[Start of TEXT SEGMENT]

Wednesday, April 21, 2010

News: Apple finances on rise, increase of 90% profit in Q2

Apple reported a 90% growth of his total revenue. Wall Street estimated a 49%

This Tuesday, Apple surprised us surprising even their more optimist forecast: His total revenue (Price x Quantity) increased a 90%, when all the economist aimed their forecast to something on the forty %, being Wall Street one of the more optimistic with a forecast of 49% revenue increase.

Steve Jobs, chief executive, said that the new iPad had been well received since it broke into the market April 3. Steve promised 'several more extraordinary products in the pipeline for this year', and the Computer market analysts pointed to the possibility of the release of a new version of the iPhone in summer, as early as June.

On the other hand, Peter Oppenheimer, chief financial officer, warned that margins probably will fall in the present quarter, because iPad launch costs. Even Peter said that the revenue will be between $13bn and $13,4bn (€9.7bn and €10bn) the analysts suggested that he's being too conservative and expected a bigger revenue.

Executives said that iPad demand was better than what they anticipated, having trouble to supply the shops. "We're adding capability. It has shocked us, the level of demand, at least initially", said Mr Cook, Chief Operating officer of Apple. Mr Cook didn't commented how much iPad would add to Apple's total profit on the medium-long term, but said that they expect that will perform as much as iPhone, giving it a big role on the Apple's profit

Michael Obuchowski, managing director at First Empire Asset Management Inc, in Hauppauge, New York, oversees a $3.8bn in assets and praised the 'incredible numbers' of Apple. "With the improving global economy lifting all the boats, Apple will benefit more than most.", ended.

[End of TEXT SEGMENT]
[Start of RECORDED DATA]

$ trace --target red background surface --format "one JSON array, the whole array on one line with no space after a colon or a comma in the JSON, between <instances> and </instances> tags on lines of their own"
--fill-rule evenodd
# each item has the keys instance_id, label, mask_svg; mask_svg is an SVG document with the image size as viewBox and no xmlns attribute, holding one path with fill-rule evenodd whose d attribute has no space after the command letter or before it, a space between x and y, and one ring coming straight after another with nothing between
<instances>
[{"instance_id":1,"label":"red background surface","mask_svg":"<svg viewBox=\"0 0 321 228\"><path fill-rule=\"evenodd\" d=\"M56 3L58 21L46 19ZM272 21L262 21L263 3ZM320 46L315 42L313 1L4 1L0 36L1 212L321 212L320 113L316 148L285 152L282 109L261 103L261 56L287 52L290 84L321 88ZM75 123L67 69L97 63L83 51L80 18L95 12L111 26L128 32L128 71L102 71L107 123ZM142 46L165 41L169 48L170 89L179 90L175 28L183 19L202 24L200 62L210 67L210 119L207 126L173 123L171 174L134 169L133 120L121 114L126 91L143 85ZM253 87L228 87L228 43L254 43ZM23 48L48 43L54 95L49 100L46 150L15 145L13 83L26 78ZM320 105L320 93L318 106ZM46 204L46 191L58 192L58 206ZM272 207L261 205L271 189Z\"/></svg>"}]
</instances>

[End of RECORDED DATA]

* EXERCISE INSTRUCTIONS *
**A.** Say whether each statement agrees with the news item on Apple's earnings, answering yes or no and quoting the deciding words: (i) Wall Street forecast a 49% revenue increase; (ii) the iPad went on the market in May; (iii) Peter Oppenheimer expected margins to rise in the present quarter.
**B.** Duplicate the passage of the news item on Apple's earnings that begins at the words "On the other" and stops after the words "a bigger revenue.".
The records aren't needed for this.

* SOLUTIONS TO THE PROBLEMS *
**A.**
(i) Yes: "being Wall Street one of the more optimistic with a forecast of 49% revenue increase"
(ii) No: "since it broke into the market April 3"
(iii) No: "warned that margins probably will fall in the present quarter"

**B.**
On the other hand, Peter Oppenheimer, chief financial officer, warned that margins probably will fall in the present quarter, because iPad launch costs. Even Peter said that the revenue will be between $13bn and $13,4bn (€9.7bn and €10bn) the analysts suggested that he's being too conservative and expected a bigger revenue.